→ Given entries:
===============
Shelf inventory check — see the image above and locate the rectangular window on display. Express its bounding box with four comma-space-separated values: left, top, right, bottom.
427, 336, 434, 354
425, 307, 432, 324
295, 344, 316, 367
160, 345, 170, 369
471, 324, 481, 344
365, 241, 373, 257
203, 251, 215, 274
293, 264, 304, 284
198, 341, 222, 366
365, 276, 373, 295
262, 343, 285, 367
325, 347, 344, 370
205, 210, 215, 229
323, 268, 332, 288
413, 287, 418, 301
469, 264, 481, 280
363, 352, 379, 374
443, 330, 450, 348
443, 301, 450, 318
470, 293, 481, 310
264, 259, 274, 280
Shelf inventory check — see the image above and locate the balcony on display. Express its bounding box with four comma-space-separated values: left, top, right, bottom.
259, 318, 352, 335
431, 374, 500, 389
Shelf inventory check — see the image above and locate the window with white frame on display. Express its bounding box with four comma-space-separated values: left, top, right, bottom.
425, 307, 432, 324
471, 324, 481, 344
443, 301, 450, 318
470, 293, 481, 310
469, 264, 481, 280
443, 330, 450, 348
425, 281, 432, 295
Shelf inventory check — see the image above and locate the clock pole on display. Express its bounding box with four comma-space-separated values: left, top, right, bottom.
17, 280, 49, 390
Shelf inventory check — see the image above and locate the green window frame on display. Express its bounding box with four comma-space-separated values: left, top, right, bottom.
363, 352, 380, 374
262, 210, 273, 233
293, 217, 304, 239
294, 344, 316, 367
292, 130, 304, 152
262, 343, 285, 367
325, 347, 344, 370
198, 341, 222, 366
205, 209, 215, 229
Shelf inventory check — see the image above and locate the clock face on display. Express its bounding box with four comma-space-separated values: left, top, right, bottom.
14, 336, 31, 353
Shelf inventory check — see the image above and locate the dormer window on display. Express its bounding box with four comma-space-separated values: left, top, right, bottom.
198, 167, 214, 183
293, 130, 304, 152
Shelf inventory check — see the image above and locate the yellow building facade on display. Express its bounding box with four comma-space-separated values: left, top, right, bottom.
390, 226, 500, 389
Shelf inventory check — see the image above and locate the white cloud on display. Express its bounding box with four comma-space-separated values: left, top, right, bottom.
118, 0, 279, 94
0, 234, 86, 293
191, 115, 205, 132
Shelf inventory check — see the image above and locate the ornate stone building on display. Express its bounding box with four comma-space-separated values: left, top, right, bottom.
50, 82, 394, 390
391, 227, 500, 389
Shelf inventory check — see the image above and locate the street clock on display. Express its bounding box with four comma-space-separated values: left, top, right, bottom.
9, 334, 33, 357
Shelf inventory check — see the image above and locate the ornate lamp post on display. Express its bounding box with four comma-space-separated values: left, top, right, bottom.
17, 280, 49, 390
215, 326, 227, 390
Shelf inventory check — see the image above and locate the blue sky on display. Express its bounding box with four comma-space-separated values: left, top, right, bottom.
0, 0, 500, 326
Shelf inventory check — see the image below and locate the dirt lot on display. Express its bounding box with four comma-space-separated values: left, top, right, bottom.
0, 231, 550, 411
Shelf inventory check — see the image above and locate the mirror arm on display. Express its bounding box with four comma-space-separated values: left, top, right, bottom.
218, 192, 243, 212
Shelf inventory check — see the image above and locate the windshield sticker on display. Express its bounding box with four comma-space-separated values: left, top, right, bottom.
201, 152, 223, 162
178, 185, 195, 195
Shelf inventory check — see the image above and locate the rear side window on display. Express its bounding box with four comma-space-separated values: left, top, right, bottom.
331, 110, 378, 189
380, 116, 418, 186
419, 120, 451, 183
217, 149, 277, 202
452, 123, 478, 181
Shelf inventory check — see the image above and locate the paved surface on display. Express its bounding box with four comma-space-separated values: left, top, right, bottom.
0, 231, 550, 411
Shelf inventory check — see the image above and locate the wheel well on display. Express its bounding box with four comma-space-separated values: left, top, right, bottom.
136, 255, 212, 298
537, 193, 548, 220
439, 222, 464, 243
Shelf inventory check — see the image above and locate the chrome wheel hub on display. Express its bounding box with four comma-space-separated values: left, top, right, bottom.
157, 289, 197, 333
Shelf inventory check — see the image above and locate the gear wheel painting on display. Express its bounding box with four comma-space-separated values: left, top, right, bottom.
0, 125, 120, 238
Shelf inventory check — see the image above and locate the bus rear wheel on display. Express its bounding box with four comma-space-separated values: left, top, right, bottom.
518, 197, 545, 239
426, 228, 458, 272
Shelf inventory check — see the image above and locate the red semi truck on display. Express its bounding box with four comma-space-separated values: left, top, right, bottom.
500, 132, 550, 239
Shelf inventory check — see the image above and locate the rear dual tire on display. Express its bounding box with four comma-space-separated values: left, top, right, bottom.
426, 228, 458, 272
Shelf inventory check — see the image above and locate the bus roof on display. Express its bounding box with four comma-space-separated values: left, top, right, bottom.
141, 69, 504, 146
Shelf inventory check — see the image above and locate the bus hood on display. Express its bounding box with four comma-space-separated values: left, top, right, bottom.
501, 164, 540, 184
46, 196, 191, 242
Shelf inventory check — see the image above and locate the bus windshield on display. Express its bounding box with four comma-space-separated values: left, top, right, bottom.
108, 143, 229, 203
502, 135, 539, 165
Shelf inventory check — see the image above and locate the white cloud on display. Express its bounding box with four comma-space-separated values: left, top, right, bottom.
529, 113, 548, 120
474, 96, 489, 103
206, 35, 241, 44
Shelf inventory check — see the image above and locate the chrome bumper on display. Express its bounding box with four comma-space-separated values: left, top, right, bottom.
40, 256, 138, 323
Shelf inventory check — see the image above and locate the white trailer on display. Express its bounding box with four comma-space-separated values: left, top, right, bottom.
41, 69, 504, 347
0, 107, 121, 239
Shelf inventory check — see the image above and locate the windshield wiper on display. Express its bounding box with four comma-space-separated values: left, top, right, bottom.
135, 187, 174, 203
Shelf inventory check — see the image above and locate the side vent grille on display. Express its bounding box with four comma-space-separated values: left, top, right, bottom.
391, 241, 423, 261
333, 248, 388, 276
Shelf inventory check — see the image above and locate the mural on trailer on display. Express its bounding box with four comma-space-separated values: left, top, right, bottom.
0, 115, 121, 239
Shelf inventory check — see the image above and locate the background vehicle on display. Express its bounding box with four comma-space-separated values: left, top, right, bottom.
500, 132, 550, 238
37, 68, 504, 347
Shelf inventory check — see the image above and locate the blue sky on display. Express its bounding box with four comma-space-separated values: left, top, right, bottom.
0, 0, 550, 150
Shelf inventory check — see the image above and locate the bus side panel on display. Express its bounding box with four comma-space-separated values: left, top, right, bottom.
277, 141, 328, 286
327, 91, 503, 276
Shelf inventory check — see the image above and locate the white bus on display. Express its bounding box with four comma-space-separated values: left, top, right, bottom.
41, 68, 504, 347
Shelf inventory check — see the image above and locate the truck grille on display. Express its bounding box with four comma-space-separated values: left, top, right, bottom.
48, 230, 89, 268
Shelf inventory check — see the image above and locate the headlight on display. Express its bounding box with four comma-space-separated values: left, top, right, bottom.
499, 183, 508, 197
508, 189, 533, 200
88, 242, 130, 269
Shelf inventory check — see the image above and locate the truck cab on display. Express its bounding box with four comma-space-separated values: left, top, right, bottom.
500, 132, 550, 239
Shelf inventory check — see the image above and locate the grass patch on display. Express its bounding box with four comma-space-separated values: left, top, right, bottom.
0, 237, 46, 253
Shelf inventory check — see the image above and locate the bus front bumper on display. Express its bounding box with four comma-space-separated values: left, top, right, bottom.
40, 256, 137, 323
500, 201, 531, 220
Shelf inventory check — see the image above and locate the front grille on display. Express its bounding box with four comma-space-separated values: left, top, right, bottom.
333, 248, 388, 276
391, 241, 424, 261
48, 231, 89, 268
===============
→ Exercise task:
Put every line of the material above into a Markdown table with the columns Row and Line, numbering the rows in order and leaving out blank lines.

→ Solution for this exercise:
| Row | Line |
|---|---|
| 1 | Shelf inventory check — see the image above and locate the rectangular window on display. Express its bounding box with four comma-space-separated values: left, top, right, bottom. |
| 2 | 427, 336, 434, 354 |
| 3 | 425, 307, 432, 324 |
| 4 | 295, 344, 316, 367 |
| 5 | 160, 345, 170, 369 |
| 6 | 471, 324, 481, 344 |
| 7 | 365, 241, 373, 257 |
| 8 | 203, 251, 215, 274 |
| 9 | 293, 264, 304, 284 |
| 10 | 198, 341, 222, 366 |
| 11 | 365, 276, 373, 295 |
| 12 | 262, 343, 285, 367 |
| 13 | 325, 347, 344, 370 |
| 14 | 205, 210, 215, 229 |
| 15 | 323, 268, 332, 288 |
| 16 | 413, 287, 418, 301 |
| 17 | 469, 264, 481, 280 |
| 18 | 363, 352, 379, 374 |
| 19 | 443, 330, 450, 348 |
| 20 | 443, 301, 450, 318 |
| 21 | 470, 293, 481, 310 |
| 22 | 264, 259, 274, 280 |
| 23 | Shelf inventory check — see the image above and locate the balcony on display. Express its bounding box with four comma-space-separated values: left, top, right, bottom. |
| 24 | 259, 318, 352, 335 |
| 25 | 431, 374, 500, 389 |
| 26 | Shelf inventory check — see the image above and locate the window with white frame on display. Express its bounding box with four comma-space-separated values: left, top, right, bottom. |
| 27 | 425, 307, 432, 324 |
| 28 | 471, 324, 481, 344 |
| 29 | 443, 301, 450, 318 |
| 30 | 470, 293, 481, 310 |
| 31 | 469, 264, 481, 280 |
| 32 | 443, 330, 450, 348 |
| 33 | 425, 281, 432, 295 |
| 34 | Shelf inventory check — see the image above and locate the clock pole on display. Express its bounding box with four comma-space-separated values: left, top, right, bottom. |
| 35 | 17, 280, 49, 390 |
| 36 | Shelf inventory check — see the image above and locate the green window frame on display. Express its bounding box with four comma-space-separated values: left, top, right, bottom. |
| 37 | 363, 352, 380, 374 |
| 38 | 262, 210, 273, 233 |
| 39 | 293, 217, 304, 239 |
| 40 | 294, 344, 316, 367 |
| 41 | 292, 130, 304, 152 |
| 42 | 262, 343, 285, 367 |
| 43 | 325, 347, 344, 370 |
| 44 | 198, 341, 222, 366 |
| 45 | 205, 209, 215, 229 |
| 46 | Shelf inventory check — see the image above and locate the clock face on display. Express its bounding box with four comma-space-separated values: left, top, right, bottom. |
| 47 | 14, 336, 31, 353 |
| 48 | Shelf inventory check — see the image above and locate the dormer window on display. Express its bounding box with four comma-space-separated values: left, top, right, bottom. |
| 49 | 198, 167, 214, 183 |
| 50 | 293, 130, 304, 152 |
| 51 | Shelf inventory check — see the image above and locate the yellow building facade on display. Express its bounding box with four comma-space-separated values: left, top, right, bottom. |
| 52 | 390, 226, 500, 389 |
| 53 | Shelf inventory check — see the image above and locate the white cloud on display. Express its bounding box with four comma-space-separated values: left, top, right, bottom. |
| 54 | 118, 0, 279, 94 |
| 55 | 0, 234, 86, 293 |
| 56 | 191, 115, 205, 132 |
| 57 | Shelf inventory check — see the image above and locate the ornate stone building on display. Express its bounding box with four comma-space-separated values: left, top, right, bottom. |
| 58 | 50, 82, 394, 390 |
| 59 | 391, 227, 500, 389 |
| 60 | Shelf inventory check — see the image above and locate the street clock on display. Express its bounding box with four comma-space-separated values: left, top, right, bottom. |
| 61 | 9, 334, 33, 357 |
| 62 | Shelf inventory check — see the image above and locate the ornate lamp post on display. Express its bounding box with four comma-space-separated values: left, top, right, bottom. |
| 63 | 17, 280, 49, 390 |
| 64 | 215, 326, 227, 390 |
| 65 | Shelf inventory check — see the image above and locate the blue sky on display. Express its bounding box with four comma-space-separated values: left, top, right, bottom. |
| 66 | 0, 0, 500, 326 |
| 67 | Shelf inventory check — see the image below and locate the dirt lot on display. Express its bounding box with four comma-space-separated values: left, top, right, bottom. |
| 68 | 0, 231, 550, 411 |
| 69 | Shelf inventory check — see the image above and locate the mirror arm on display. Express its bounding box with four comma-space-separated values: left, top, right, bottom. |
| 70 | 218, 192, 243, 212 |
| 71 | Shelf inventory check — see the image above and locate the windshield sticker on display. Express its bounding box with four comma-space-separated values: left, top, right, bottom. |
| 72 | 201, 152, 223, 162 |
| 73 | 178, 185, 195, 195 |
| 74 | Shelf inventory check — see the image above and locate the rear side window on display. Express its bounding box with four comma-space-separated values: left, top, right, bottom. |
| 75 | 331, 110, 378, 189 |
| 76 | 380, 116, 418, 186 |
| 77 | 419, 120, 451, 183 |
| 78 | 217, 149, 277, 202 |
| 79 | 452, 123, 478, 181 |
| 80 | Shelf inventory check — see the image above and locate the paved surface on display. Express its bounding box with four comma-space-separated values: left, top, right, bottom. |
| 81 | 0, 231, 550, 411 |
| 82 | Shelf inventory check — see the image above and locate the wheel well on display. Express its bounding box with four comma-space-separated values: left, top, right, bottom. |
| 83 | 136, 255, 212, 298 |
| 84 | 537, 193, 548, 220 |
| 85 | 439, 222, 464, 243 |
| 86 | Shelf inventory check — see the image above and locate the chrome wheel hub on display. Express its bounding box with four comma-space-separated values: left, top, right, bottom. |
| 87 | 157, 289, 197, 333 |
| 88 | Shelf inventory check — see the image above and locate the gear wheel painting on display. Express its bounding box with four comma-space-separated values: left, top, right, bottom. |
| 89 | 0, 125, 120, 238 |
| 90 | Shelf inventory check — see the image above and locate the bus rear wheel on display. Express its bounding box with four comma-space-separated values: left, top, right, bottom. |
| 91 | 518, 197, 545, 239 |
| 92 | 426, 228, 458, 272 |
| 93 | Shelf inventory check — see the image above and locate the red semi truck on display. Express its bounding box with four comma-space-separated values: left, top, right, bottom. |
| 94 | 500, 132, 550, 239 |
| 95 | Shelf inventory check — see the image above and locate the rear dual tire on display. Express its bounding box with four comma-space-separated values: left, top, right, bottom. |
| 96 | 426, 228, 458, 272 |
| 97 | Shelf inventory check — see the image above and locate the bus roof on display. Express its bounding box with four comma-space-separated values: left, top, right, bottom. |
| 98 | 141, 69, 504, 146 |
| 99 | Shelf inventory check — see the image above and locate the bus hood on display. Express its bounding box with four comma-space-separated values: left, top, right, bottom. |
| 100 | 501, 164, 540, 184 |
| 101 | 46, 196, 191, 242 |
| 102 | Shelf inventory check — see the image above and locate the bus windshield on display. Express its bounding box with four comma-space-separated values: left, top, right, bottom. |
| 103 | 108, 143, 229, 203 |
| 104 | 502, 135, 539, 165 |
| 105 | Shelf inventory check — see the image above and locate the white cloud on display. Express its bounding box with four comma-space-separated values: left, top, right, bottom. |
| 106 | 529, 113, 548, 120 |
| 107 | 474, 96, 489, 103 |
| 108 | 206, 35, 241, 44 |
| 109 | Shelf inventory check — see the image above and locate the chrome bumper on display. Express its bounding box with four comma-space-separated values: left, top, right, bottom. |
| 110 | 40, 256, 138, 323 |
| 111 | Shelf inventory check — see the image above and locate the white trailer on display. Express its bounding box with four comma-space-separated values: left, top, right, bottom. |
| 112 | 41, 69, 504, 347 |
| 113 | 0, 107, 121, 239 |
| 114 | Shelf inventory check — see the image above and locate the windshield wiper on display. Express its bounding box with four comma-space-separated values: left, top, right, bottom. |
| 115 | 135, 187, 174, 203 |
| 116 | Shelf inventory check — see the image above and locate the side vent grille on display. Express its bounding box with four comma-space-separated values: left, top, right, bottom. |
| 117 | 391, 241, 423, 261 |
| 118 | 333, 248, 388, 276 |
| 119 | Shelf inventory check — see the image above and locate the mural on trailer on display. Express its bounding box with four comma-space-separated values: left, top, right, bottom. |
| 120 | 0, 115, 121, 239 |
| 121 | Shelf inventory check — see the image above and locate the background vehicle on display. Express its bounding box with four comma-space-separated values: left, top, right, bottom. |
| 122 | 500, 132, 550, 238 |
| 123 | 37, 68, 504, 347 |
| 124 | Shelf inventory check — see the image above and locate the blue sky on display. Express its bounding box with four comma-space-separated values: left, top, right, bottom. |
| 125 | 0, 0, 550, 150 |
| 126 | Shelf inventory check — see the image above and locate the bus side panel on display. Express its bounding box with four comma-space-separated values: left, top, right, bottom. |
| 127 | 277, 141, 328, 286 |
| 128 | 327, 91, 503, 276 |
| 129 | Shelf inventory check — see the image above and locate the white bus on display. Express its bounding box with four comma-space-separated values: left, top, right, bottom. |
| 130 | 41, 68, 504, 347 |
| 131 | Shelf inventory check — see the image above and locate the truck grille on display. Express its bounding box with four comma-space-separated values: left, top, right, bottom. |
| 132 | 48, 230, 89, 268 |
| 133 | Shelf inventory check — see the image above and locate the headlight on display. Express its bounding box with four comma-space-separated values: left, top, right, bottom. |
| 134 | 499, 183, 508, 197 |
| 135 | 508, 189, 533, 200 |
| 136 | 88, 242, 130, 269 |
| 137 | Shelf inventory check — see the image above and locate the truck cab on display. Express its bounding box with four comma-space-separated values: left, top, right, bottom. |
| 138 | 500, 132, 550, 239 |
| 139 | Shelf inventory check — see the image above and locate the grass patch on display. Express its bounding box with four comma-space-separated values: left, top, right, bottom. |
| 140 | 0, 237, 46, 253 |
| 141 | Shelf inventory check — see the image above and locate the bus front bumper on display. Express its bounding box with four comma-space-separated values: left, top, right, bottom. |
| 142 | 40, 256, 137, 323 |
| 143 | 500, 201, 531, 220 |
| 144 | Shelf inventory check — see the image above and locate the front grille on display. Express its bounding box with four comma-space-separated values: left, top, right, bottom. |
| 145 | 333, 248, 388, 276 |
| 146 | 391, 241, 424, 261 |
| 147 | 48, 231, 89, 268 |